:: DOCUMENT PASSAGE ::
......

Why Was Virginia a Military Target in 1781?

The Revolutionary War started in Massachusettes. Virginia can claim a leading role in political agitation leading to the war, but little fighting occurred in Virginia for the first 5 years of the conflict.

Massachusetts caught the attention of the British years before the the gunshots started at Lexington and Concord, with the "massacre" in Boston in 1770 and the "tea party" in 1773. The port of Boston was closed to trade, stimulating two Virginia communities still in existence today to name themselves Boston in solidarity. (To distinguish itself from the Culpeper County community, the one in Halifax switched its name to "South Boston.")

In 1775, the Virginia politicians in the House of Burgesses forced Lord Dunmore to act. First he seized the gunpowder stored at the "magazine" in Williamsburg, but that triggered a group of agitators and citizens to march on the town from as far away as Prince William County. Peace was restored briefly when Dunmore agreed to pay for the powder.

......

:: EXERCISE GOAL ::
Decide whether each statement agrees with the passage on Virginia in the Revolutionary War, and for each one answer yes or no with the deciding words of the passage quoted exactly. 1. Little fighting took place in Virginia during the first five years of the war. 2. The Boston community in Culpeper County renamed itself South Boston. 3. Dunmore agreed to pay for the gunpowder. The lines that come next are separate material and are not part of the passage on Virginia in the Revolutionary War.

:: MATERIAL SUPPLIED ::
......

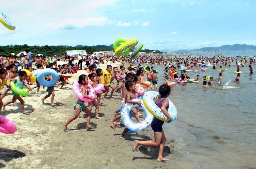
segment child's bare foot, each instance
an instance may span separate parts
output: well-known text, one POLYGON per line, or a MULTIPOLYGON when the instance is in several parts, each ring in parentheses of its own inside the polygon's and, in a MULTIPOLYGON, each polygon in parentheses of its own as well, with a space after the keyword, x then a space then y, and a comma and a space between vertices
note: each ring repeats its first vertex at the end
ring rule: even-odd
POLYGON ((160 161, 168 161, 169 160, 169 159, 165 159, 164 157, 162 157, 162 158, 158 158, 157 159, 156 161, 158 162, 160 162, 160 161))
MULTIPOLYGON (((116 122, 114 122, 114 123, 113 123, 114 124, 114 126, 113 127, 113 129, 114 130, 116 130, 116 122)), ((121 136, 122 136, 122 135, 121 135, 121 136)), ((120 139, 121 139, 121 138, 120 138, 120 139)), ((123 139, 124 139, 123 137, 123 139)))
POLYGON ((64 124, 63 124, 63 125, 62 125, 63 127, 63 130, 65 132, 67 132, 67 126, 65 126, 64 124))
POLYGON ((110 120, 110 127, 114 128, 114 122, 111 122, 111 120, 110 120))
POLYGON ((132 149, 133 152, 134 152, 134 151, 136 150, 138 146, 138 140, 134 140, 134 145, 133 145, 133 148, 132 149))

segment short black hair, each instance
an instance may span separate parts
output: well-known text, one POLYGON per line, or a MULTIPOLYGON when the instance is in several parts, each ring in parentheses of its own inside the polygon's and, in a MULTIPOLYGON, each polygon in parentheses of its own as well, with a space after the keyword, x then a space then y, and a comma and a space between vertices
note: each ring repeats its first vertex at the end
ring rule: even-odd
POLYGON ((158 92, 161 97, 165 97, 171 92, 171 88, 166 84, 163 84, 159 87, 158 92))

......

:: EXERCISE ANSWER ::
1. Yes: "little fighting occurred in Virginia for the first 5 years of the conflict"
2. No: "the one in Halifax switched its name"
3. Yes: "Dunmore agreed to pay for the powder"